Supplied passage:
-*-
Neither. I have used both, but have a local food Pro Pac that is better.


----------



## badbullgator (Dec 20, 2004)

Maybe you foodies will be interested in this. Do another search and look for food polls. You will see that more folks here feed PP than other brands. There just might be a reason for that.;-)


----------



## brian lewis (Jun 6, 2005)

I know, not one of the choices....but....been on diamond for several years but am giving some of Black Gold's new formulas a try and am really liking the results.


----------



## TANK (Oct 25, 2007)

I'm a EUK man.......


----------



## sqrle1 (Jan 22, 2006)

badbullgator said:


> Maybe you foodies will be interested in this. Do another search and look for food polls. You will see that more folks here feed PP than other brands. There just might be a reason for that.;-)



Large advertising budget and availability would play a major reason. 

You would be surprised at the reasons people will give why they feed a particular brand. 
One reason I have gotten is my dog food company gives away little tote bags and such at the shows.
-*-
Entries supplied:
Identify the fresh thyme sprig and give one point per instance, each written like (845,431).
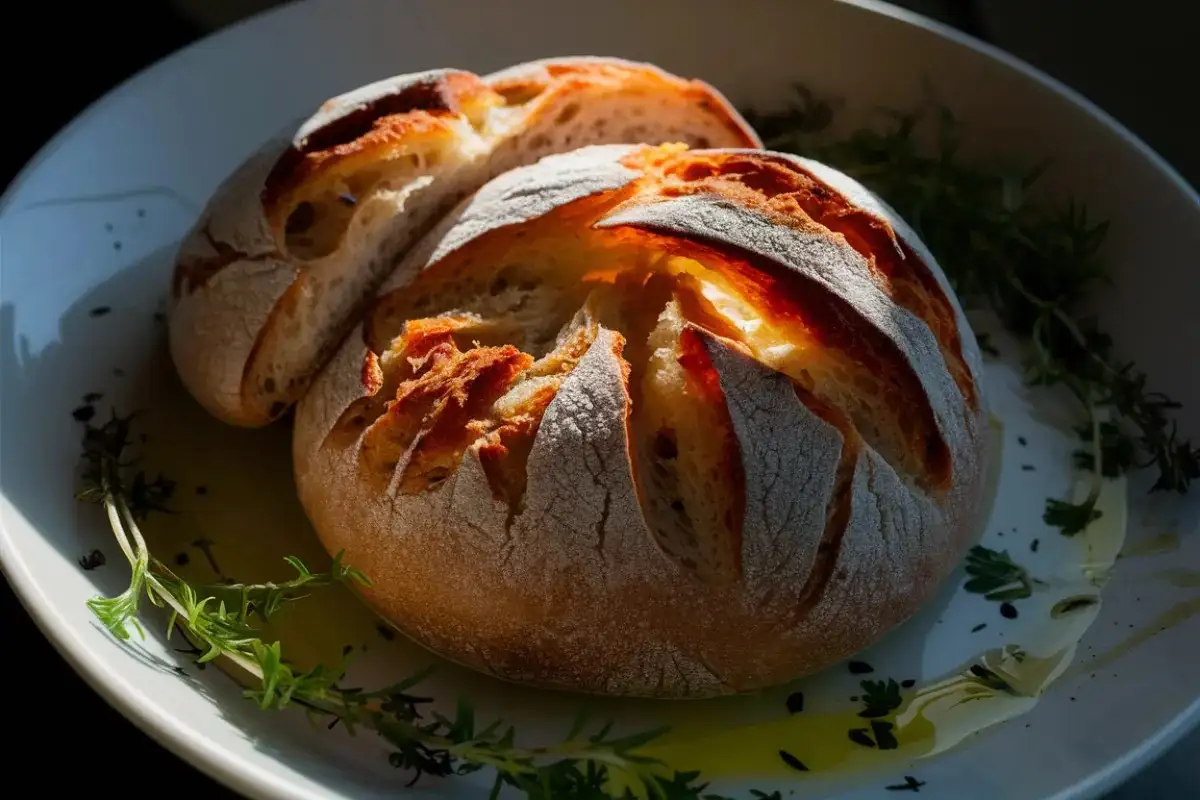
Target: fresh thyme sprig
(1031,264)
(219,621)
-*-
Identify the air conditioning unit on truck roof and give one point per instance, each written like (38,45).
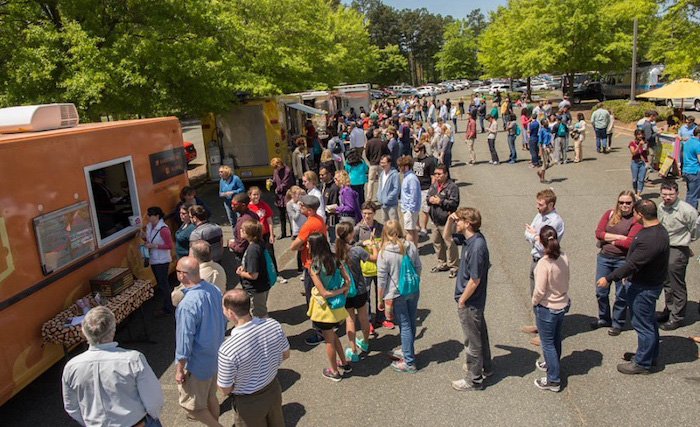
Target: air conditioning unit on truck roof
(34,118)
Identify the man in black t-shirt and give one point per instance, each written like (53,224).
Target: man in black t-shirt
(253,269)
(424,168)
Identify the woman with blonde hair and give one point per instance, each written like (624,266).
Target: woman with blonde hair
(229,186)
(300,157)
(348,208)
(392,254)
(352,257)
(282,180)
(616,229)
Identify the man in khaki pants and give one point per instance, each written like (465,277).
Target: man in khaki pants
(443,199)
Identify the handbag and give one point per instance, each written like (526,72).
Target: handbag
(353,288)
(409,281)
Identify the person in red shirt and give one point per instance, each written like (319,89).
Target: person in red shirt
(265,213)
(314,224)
-*-
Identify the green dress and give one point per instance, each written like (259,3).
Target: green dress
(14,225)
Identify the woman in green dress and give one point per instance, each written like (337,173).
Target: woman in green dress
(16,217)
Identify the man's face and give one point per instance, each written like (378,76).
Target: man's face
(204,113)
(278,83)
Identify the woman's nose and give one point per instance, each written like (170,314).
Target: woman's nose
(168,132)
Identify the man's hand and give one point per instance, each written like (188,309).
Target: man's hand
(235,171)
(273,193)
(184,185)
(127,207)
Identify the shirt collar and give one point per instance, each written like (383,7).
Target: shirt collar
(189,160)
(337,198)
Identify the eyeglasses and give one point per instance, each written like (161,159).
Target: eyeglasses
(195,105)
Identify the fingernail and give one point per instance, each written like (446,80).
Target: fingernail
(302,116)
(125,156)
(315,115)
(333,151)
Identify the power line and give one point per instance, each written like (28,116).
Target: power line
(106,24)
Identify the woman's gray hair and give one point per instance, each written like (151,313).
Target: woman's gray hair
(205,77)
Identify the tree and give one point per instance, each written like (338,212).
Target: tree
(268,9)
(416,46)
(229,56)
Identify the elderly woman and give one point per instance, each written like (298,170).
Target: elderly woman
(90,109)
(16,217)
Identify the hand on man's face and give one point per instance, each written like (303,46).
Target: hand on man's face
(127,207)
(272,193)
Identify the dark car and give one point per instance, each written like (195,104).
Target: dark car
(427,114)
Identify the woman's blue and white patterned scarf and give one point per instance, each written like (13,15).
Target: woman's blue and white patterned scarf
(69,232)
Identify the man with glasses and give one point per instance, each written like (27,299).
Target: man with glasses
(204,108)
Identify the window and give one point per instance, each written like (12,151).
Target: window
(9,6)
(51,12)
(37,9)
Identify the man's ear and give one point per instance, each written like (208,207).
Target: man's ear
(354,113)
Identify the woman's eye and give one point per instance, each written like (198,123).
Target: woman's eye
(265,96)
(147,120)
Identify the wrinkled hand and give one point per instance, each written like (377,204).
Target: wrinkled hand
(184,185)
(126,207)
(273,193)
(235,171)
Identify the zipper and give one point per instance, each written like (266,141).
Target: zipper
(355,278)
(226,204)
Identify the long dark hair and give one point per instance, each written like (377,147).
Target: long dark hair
-*-
Task instructions:
1/ Name every poster whose username appears as a header in the dog food thread.
2/ In the dog food thread, what does sqrle1 say would play a major reason for more folks feeding PP?

Outputs:
1/ badbullgator, brian lewis, TANK, sqrle1

2/ Large advertising budget and availability.